** Start Passage provided **

The beaches of Gunung Kidul regency are not your typical white sandy ones under waving palm trees. Generally the limestone hills end abruptly in cliffs overlooking the Indian ocean. Sometimes these are interrupted by a cove or river mouth with a stretch of sand. But even there the sand does not extend to the sea bottom, which instead is also limestone falling dry at low tide. So if you come for easy swimming, go elsewhere. With a few exceptions the surf is considered unsafe and all you can do is playing in the waves at high tide (10:00am till noon) when the water is waist-high on the limestone sea bed. That said, in recent years some beaches are attracting surfers, who have to walk out towards the breakers. Except for Parangtritis, there is no regular bus service to these beaches, so you will need a rented car or motorbike (ojek) to reach them.

** End Passage provided **
** Start Information given **

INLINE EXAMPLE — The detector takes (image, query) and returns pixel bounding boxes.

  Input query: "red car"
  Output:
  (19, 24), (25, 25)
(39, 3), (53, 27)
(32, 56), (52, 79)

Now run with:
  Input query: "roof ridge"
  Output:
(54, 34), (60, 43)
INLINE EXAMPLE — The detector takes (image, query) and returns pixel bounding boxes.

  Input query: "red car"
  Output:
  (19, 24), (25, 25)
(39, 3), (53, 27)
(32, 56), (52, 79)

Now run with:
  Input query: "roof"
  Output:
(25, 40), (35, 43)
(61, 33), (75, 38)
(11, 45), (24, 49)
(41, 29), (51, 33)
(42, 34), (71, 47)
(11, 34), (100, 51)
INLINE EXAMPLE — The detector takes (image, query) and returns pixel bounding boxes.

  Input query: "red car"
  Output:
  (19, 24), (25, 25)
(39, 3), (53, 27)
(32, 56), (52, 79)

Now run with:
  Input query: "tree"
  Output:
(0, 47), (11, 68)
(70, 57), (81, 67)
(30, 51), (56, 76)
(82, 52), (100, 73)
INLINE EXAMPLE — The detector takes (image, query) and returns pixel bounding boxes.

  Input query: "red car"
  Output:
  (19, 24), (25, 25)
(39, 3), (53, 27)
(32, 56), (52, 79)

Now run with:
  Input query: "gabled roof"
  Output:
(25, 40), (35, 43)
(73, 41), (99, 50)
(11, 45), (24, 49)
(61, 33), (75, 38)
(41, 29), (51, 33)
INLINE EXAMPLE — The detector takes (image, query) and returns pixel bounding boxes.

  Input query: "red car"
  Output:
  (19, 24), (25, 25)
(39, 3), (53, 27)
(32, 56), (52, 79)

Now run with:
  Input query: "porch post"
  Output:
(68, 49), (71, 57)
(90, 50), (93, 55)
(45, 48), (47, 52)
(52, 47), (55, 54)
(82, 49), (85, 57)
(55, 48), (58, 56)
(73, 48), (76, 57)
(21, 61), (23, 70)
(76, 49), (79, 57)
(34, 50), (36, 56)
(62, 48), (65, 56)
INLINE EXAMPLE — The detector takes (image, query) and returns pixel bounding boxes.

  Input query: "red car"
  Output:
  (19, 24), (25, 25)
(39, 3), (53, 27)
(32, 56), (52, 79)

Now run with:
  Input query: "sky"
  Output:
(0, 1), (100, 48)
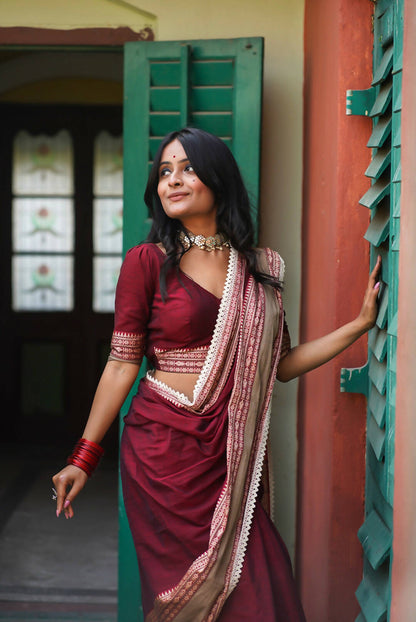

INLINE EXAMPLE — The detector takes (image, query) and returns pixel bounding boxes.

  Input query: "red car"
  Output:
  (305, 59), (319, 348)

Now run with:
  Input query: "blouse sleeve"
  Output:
(108, 244), (157, 365)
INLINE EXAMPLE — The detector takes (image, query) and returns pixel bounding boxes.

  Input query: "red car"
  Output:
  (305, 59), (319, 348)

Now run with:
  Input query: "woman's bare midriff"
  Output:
(153, 369), (199, 401)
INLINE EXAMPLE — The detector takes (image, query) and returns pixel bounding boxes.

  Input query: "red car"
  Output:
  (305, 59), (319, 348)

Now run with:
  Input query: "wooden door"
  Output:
(0, 105), (122, 452)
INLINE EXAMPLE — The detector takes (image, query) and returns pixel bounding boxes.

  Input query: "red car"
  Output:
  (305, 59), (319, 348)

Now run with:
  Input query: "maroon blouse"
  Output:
(110, 243), (220, 373)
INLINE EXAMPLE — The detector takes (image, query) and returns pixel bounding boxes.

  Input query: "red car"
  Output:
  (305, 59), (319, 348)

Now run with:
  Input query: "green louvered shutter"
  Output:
(118, 38), (263, 622)
(342, 0), (403, 622)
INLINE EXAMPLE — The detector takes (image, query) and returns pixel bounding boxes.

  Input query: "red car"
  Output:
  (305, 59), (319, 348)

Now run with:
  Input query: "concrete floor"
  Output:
(0, 446), (118, 622)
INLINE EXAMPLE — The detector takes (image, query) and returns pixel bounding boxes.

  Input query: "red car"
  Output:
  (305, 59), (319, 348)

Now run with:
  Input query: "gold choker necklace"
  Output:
(178, 231), (231, 252)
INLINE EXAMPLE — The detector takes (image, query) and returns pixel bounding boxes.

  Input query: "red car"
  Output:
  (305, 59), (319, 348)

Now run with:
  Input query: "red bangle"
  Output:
(66, 438), (104, 477)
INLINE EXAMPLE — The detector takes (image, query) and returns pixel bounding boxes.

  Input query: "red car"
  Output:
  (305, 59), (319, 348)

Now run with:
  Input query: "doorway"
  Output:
(0, 50), (122, 621)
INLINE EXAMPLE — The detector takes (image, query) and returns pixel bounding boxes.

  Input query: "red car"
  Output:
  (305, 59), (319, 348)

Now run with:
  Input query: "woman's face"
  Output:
(157, 139), (217, 231)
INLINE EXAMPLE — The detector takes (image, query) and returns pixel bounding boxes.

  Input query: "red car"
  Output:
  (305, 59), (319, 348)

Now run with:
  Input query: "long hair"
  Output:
(144, 127), (281, 297)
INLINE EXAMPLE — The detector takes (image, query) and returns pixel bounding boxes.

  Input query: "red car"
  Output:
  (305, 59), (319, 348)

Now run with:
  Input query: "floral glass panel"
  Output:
(94, 197), (123, 255)
(94, 132), (123, 196)
(12, 255), (74, 311)
(93, 257), (121, 313)
(13, 130), (73, 196)
(12, 198), (74, 253)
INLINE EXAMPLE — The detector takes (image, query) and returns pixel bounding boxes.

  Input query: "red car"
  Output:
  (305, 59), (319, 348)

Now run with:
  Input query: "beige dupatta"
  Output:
(146, 249), (284, 622)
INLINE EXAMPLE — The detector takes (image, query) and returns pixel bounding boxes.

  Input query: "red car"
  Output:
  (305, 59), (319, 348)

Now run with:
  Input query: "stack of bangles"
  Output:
(66, 438), (104, 477)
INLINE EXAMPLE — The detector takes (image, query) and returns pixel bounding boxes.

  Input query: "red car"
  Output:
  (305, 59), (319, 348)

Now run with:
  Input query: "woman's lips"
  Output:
(168, 192), (188, 201)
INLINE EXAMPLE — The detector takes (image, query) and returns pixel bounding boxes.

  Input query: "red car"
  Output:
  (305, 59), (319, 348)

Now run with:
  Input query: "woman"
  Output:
(53, 128), (380, 622)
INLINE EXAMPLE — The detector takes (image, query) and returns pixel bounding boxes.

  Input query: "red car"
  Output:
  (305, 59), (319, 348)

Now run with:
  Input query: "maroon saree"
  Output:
(117, 249), (304, 622)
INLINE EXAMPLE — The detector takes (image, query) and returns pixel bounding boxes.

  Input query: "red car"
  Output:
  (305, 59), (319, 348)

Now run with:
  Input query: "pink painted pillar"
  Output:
(296, 0), (372, 622)
(390, 0), (416, 622)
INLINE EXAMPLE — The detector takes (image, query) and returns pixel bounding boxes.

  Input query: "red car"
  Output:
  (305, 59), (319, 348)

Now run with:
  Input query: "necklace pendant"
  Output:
(178, 231), (231, 253)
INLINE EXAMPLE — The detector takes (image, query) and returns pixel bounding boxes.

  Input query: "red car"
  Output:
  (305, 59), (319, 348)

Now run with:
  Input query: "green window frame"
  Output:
(341, 0), (403, 622)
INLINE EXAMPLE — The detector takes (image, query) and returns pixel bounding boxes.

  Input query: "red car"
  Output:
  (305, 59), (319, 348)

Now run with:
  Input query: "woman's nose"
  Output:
(169, 171), (182, 186)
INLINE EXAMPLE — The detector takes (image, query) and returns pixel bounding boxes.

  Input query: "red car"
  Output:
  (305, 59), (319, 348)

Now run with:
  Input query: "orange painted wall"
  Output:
(296, 0), (373, 622)
(390, 0), (416, 622)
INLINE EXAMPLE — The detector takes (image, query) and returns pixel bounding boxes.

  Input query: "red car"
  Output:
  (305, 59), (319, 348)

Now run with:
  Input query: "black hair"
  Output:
(144, 127), (281, 297)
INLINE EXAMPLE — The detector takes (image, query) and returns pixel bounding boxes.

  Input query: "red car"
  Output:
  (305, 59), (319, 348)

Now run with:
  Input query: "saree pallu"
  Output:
(121, 249), (304, 622)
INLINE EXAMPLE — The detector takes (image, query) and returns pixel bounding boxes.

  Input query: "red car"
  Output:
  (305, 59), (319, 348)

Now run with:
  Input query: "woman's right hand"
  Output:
(52, 464), (88, 518)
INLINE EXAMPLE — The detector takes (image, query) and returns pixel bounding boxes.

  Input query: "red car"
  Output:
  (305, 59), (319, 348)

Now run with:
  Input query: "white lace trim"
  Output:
(146, 247), (238, 408)
(227, 401), (271, 595)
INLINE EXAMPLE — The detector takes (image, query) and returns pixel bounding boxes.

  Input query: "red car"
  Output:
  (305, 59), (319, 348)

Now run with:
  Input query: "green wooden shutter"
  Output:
(341, 0), (403, 622)
(118, 38), (263, 622)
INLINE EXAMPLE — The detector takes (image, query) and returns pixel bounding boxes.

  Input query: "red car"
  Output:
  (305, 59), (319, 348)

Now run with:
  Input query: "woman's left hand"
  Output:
(357, 255), (381, 332)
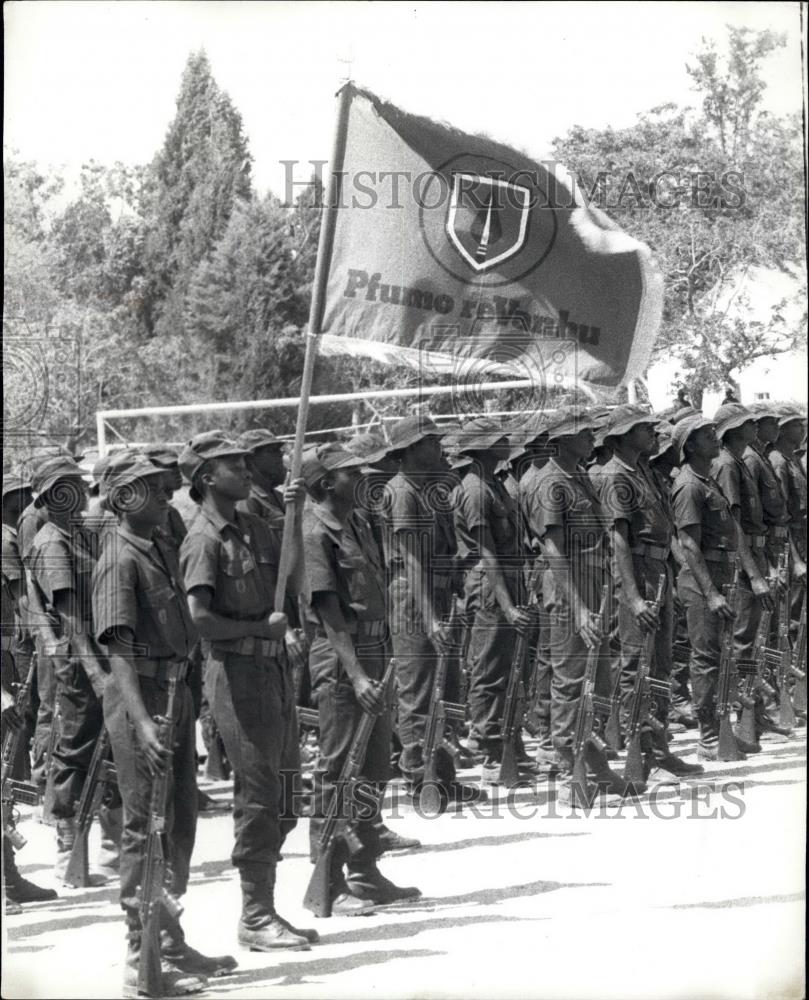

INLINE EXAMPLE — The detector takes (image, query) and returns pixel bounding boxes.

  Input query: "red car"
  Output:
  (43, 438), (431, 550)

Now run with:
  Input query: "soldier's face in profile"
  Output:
(124, 476), (170, 528)
(690, 424), (719, 459)
(756, 417), (778, 444)
(557, 427), (595, 462)
(203, 455), (252, 500)
(627, 424), (657, 455)
(250, 445), (286, 486)
(328, 469), (361, 507)
(411, 434), (444, 472)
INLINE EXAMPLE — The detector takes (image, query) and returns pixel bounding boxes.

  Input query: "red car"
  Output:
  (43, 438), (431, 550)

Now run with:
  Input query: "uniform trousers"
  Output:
(205, 650), (301, 869)
(618, 556), (674, 730)
(48, 657), (104, 819)
(104, 675), (197, 927)
(309, 625), (391, 874)
(677, 561), (733, 723)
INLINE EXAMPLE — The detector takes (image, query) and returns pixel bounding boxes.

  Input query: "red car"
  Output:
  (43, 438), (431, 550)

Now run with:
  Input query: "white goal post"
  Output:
(96, 379), (608, 458)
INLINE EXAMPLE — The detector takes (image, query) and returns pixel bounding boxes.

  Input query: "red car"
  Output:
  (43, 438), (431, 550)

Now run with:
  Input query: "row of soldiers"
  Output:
(3, 403), (806, 995)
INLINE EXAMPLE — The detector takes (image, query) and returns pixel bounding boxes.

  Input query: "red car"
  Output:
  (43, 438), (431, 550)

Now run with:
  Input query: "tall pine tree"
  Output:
(141, 51), (252, 336)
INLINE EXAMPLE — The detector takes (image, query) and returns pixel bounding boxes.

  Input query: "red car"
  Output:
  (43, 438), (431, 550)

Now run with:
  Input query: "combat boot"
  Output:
(160, 907), (238, 979)
(585, 743), (646, 799)
(346, 863), (421, 906)
(238, 864), (316, 951)
(3, 841), (57, 913)
(123, 927), (208, 997)
(650, 732), (705, 778)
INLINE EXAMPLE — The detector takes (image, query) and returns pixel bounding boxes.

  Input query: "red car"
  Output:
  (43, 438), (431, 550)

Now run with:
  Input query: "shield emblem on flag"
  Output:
(446, 172), (531, 273)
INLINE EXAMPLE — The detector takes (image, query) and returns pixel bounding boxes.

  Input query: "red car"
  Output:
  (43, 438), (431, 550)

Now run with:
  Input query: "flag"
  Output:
(320, 84), (663, 387)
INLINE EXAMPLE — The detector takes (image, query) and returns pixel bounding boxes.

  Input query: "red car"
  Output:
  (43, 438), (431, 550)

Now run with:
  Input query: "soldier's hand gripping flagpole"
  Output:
(275, 83), (354, 611)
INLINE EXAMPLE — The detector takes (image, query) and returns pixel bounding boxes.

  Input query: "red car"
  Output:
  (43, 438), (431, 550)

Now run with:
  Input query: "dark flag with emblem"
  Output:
(321, 85), (663, 386)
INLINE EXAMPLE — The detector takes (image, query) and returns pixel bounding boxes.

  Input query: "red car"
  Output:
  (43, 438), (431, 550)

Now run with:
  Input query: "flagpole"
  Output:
(275, 82), (354, 611)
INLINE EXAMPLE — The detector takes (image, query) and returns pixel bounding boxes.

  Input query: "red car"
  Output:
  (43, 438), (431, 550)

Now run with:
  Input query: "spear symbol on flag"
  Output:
(472, 185), (503, 261)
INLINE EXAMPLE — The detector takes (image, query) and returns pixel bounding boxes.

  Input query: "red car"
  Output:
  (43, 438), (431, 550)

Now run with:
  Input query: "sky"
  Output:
(3, 0), (803, 194)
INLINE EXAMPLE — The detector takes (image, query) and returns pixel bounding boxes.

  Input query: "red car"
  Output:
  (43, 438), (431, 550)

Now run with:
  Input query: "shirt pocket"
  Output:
(221, 545), (257, 598)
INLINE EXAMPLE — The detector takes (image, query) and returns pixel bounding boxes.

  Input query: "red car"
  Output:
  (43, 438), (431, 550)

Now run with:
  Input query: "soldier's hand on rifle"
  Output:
(353, 674), (385, 715)
(577, 605), (601, 649)
(284, 628), (306, 667)
(427, 618), (449, 647)
(2, 688), (22, 733)
(632, 597), (660, 632)
(137, 716), (169, 774)
(708, 591), (736, 621)
(506, 604), (532, 631)
(284, 479), (306, 504)
(263, 611), (289, 639)
(750, 576), (775, 611)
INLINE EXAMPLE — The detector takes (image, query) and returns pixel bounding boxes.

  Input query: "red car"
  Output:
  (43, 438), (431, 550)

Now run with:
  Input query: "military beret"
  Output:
(301, 441), (368, 486)
(238, 427), (284, 452)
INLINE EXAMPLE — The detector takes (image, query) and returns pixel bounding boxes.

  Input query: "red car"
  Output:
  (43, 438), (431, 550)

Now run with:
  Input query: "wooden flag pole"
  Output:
(275, 83), (354, 611)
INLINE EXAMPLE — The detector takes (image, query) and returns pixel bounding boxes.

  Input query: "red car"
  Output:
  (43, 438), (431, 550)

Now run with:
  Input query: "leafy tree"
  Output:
(554, 29), (805, 402)
(145, 51), (252, 335)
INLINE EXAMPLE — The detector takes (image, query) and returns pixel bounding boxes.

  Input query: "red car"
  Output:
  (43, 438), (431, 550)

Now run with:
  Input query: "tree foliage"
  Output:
(4, 29), (805, 460)
(554, 28), (805, 401)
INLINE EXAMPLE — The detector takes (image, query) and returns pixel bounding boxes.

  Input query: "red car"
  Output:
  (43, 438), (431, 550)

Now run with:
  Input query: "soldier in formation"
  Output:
(3, 401), (806, 995)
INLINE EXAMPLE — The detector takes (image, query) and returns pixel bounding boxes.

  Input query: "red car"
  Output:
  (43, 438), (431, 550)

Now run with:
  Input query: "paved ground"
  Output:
(2, 730), (806, 1000)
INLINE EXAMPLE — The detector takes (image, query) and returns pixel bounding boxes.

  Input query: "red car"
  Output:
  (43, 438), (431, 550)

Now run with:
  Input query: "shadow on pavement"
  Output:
(210, 949), (444, 995)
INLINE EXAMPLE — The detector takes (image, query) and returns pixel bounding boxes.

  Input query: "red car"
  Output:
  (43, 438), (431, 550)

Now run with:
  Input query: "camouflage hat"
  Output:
(601, 405), (658, 438)
(671, 413), (713, 461)
(713, 403), (756, 439)
(390, 414), (444, 451)
(238, 427), (284, 452)
(178, 431), (247, 503)
(102, 451), (166, 494)
(31, 455), (84, 507)
(454, 417), (509, 452)
(301, 441), (368, 486)
(778, 406), (806, 427)
(669, 405), (700, 424)
(547, 407), (599, 441)
(649, 427), (680, 462)
(3, 472), (31, 496)
(142, 444), (180, 469)
(343, 433), (390, 465)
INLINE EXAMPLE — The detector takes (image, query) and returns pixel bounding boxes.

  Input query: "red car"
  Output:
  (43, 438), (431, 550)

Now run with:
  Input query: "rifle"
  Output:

** End Information given **

_Directives_
1. In the passage on the Gunung Kidul beaches, during what hours is high tide, when you can play in the waves?
2. Carry on the passage about the Gunung Kidul beaches from its last sentence.
The records aren't needed for any of this.

_Expected results_
1. From 10:00am till noon.

2.
  • Parangtritis is a village just outside the western border of Gunung Kidul, 30 kilometres south of Yogyakarta. It is here that the black sand beach makes place for the limestone hills. In the early seventies Parangtritis was discovered by backpackers, so-called hippies. The village could then only be reached by boat and horse-cart (bendi), because there was no bridge across Opak river. Since then domestic tourists have taken over and Parangtritis has sprawled to cater to their needs. There are a bus station, a car park and a monument for independence hero Sudirman. At every house there are rooms for rent or cheap meals offered. Little children can play in canvas pools on the beach, and bigger ones race around in buggies. The horse-carts are now for hire for a ride along the beach. So the main attraction of Parangtritis for foreign tourists today is to see how Indonesians recreate. If that is not to your liking, walk as far east as you can beyond the reach of the bendi's or stay at the only decent accommodation, the Queen of the South resort. Of course then you are also out of the reach of the rescue squad. The undercurrents are notoriously treacherous, if you go swimming it’s at your own risk. Still local boys try to master the art of surfing out at the breakers. If you are really adventurous and not afraid of heights, make the one hour hike and the precarious descent to Goa Langse - the cave where the queen of the southern ocean is believed to come ashore.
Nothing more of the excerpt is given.